WHAT TO DO:
Write out the records below word for word, please.

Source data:
-- START --

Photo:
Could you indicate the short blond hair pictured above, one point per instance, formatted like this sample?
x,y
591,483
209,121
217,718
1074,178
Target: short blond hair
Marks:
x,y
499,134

-- END --

EXPECTED ANSWER:
Photo:
Could you indicate the short blond hair pictured above, one point per instance, formatted like this sample?
x,y
591,483
209,121
217,718
1074,178
Target: short blond hair
Marks:
x,y
499,134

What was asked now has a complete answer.